What to work on: Below are records to be transcribed exactly; any pictures should be left out.

[Stored items]
——

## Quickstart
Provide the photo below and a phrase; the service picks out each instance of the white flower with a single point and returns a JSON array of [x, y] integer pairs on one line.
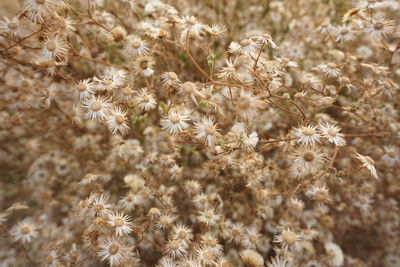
[[52, 259], [344, 34], [54, 47], [231, 71], [38, 9], [145, 100], [391, 155], [380, 27], [307, 135], [176, 248], [252, 257], [206, 129], [242, 138], [120, 222], [128, 201], [307, 160], [331, 132], [208, 217], [369, 163], [10, 27], [280, 261], [83, 89], [265, 38], [211, 241], [111, 79], [330, 69], [170, 79], [97, 108], [99, 206], [182, 232], [190, 28], [335, 254], [165, 221], [114, 250], [135, 46], [319, 193], [116, 120], [251, 237], [174, 122], [24, 231], [246, 46]]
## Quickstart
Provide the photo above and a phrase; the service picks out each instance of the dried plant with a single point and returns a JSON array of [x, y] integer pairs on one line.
[[200, 133]]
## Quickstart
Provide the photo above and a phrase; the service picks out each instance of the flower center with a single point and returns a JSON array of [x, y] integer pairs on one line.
[[289, 237], [174, 245], [172, 75], [119, 222], [332, 132], [164, 220], [182, 234], [50, 259], [95, 106], [25, 230], [144, 64], [321, 195], [113, 249], [208, 215], [370, 160], [136, 44], [308, 132], [98, 207], [81, 87], [309, 156], [51, 46], [244, 102], [189, 87], [12, 25], [212, 243], [245, 42], [209, 129], [332, 65], [175, 118], [378, 26], [119, 119]]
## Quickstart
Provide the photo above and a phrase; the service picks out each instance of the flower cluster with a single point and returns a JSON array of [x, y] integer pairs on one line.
[[147, 133]]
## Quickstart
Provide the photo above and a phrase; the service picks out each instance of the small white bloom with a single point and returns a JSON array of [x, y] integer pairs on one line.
[[24, 231], [175, 122], [120, 222], [331, 132], [117, 121], [307, 135], [369, 163], [97, 108]]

——

Response box:
## Quickstart
Provide the photo below and a phrase; the service picks out each instance of the white flower with a single point and returns a JSON array of [x, y] integer pairs on one line.
[[52, 259], [344, 34], [54, 47], [231, 71], [38, 9], [145, 100], [391, 155], [380, 27], [307, 135], [176, 248], [252, 257], [206, 129], [242, 138], [120, 222], [128, 201], [307, 160], [331, 132], [208, 217], [369, 163], [10, 27], [280, 261], [83, 89], [265, 38], [211, 241], [111, 79], [330, 69], [170, 79], [97, 108], [99, 206], [182, 232], [190, 28], [335, 254], [165, 221], [114, 250], [135, 46], [319, 193], [116, 120], [251, 237], [174, 122], [24, 231], [246, 46]]
## Quickstart
Provide the photo above and a phrase; the service picks out each instance of the dried plant with a single point and returns a JSON array of [x, y] integer pairs on one line.
[[200, 133]]
## Quickstart
Provide the photo above and a phrase; the service picks out each instance of the flower center with a single point and returns a JSON array of [x, y] integer pairs on one line.
[[289, 237], [174, 245], [172, 75], [119, 222], [332, 132], [164, 220], [182, 234], [50, 259], [95, 106], [25, 230], [144, 64], [321, 195], [113, 249], [208, 215], [370, 160], [136, 44], [308, 132], [98, 207], [81, 87], [309, 156], [51, 46], [244, 102], [189, 87], [12, 25], [212, 243], [245, 42], [209, 129], [332, 65], [175, 118], [378, 26], [119, 119]]
## Quickstart
Provide the photo above and a phrase; the service picks out each instance of the flower cluster with a single point and returns a JSON array of [x, y] integer pairs on one line.
[[147, 133]]
## Quickstart
Provide the photo above and a phrase; the service picks out each instance of the small white bloom with a single point and returns a JSON array of [x, y] integer pairs on one line.
[[24, 231], [175, 122], [120, 222], [331, 132], [117, 121], [307, 135], [369, 163], [97, 108]]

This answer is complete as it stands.